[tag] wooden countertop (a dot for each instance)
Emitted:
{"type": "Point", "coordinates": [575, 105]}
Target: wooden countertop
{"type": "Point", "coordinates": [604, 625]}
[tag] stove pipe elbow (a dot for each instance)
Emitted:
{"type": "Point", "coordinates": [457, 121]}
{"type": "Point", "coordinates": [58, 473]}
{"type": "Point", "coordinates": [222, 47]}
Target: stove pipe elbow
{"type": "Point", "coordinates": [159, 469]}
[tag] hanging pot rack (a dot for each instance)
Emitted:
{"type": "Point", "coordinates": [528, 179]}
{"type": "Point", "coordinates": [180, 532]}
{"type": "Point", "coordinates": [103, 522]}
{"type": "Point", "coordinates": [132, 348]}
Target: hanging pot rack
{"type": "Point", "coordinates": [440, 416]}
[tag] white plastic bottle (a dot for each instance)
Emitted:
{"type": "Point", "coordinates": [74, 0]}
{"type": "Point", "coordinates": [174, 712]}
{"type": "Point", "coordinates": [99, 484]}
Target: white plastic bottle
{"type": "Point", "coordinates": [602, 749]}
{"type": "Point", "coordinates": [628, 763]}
* * *
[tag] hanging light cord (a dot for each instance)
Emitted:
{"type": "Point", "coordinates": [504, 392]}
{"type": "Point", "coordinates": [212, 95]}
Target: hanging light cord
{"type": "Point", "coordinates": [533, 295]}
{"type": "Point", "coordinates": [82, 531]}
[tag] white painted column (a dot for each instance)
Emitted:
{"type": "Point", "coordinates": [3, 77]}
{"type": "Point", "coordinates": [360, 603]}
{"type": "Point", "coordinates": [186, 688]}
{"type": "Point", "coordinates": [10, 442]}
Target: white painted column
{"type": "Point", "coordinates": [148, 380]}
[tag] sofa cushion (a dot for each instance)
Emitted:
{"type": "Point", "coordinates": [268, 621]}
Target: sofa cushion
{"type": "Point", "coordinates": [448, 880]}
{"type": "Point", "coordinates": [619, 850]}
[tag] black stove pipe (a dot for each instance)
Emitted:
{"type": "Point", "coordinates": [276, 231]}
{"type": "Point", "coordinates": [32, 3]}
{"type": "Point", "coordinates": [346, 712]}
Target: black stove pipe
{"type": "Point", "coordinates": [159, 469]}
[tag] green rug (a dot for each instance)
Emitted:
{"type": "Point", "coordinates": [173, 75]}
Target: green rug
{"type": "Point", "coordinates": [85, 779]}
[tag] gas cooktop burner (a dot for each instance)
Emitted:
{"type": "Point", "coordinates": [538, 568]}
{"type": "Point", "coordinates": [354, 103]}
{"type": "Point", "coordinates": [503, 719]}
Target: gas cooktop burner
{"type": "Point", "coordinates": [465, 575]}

> [Aufgabenstellung]: Sammle aus den Einträgen alle Zeilen, in denen das Wort "cushion" vorkommt, und schreibe sie unverändert ab.

> [Musterlösung]:
[tag] sofa cushion (a dot for each instance)
Target: sofa cushion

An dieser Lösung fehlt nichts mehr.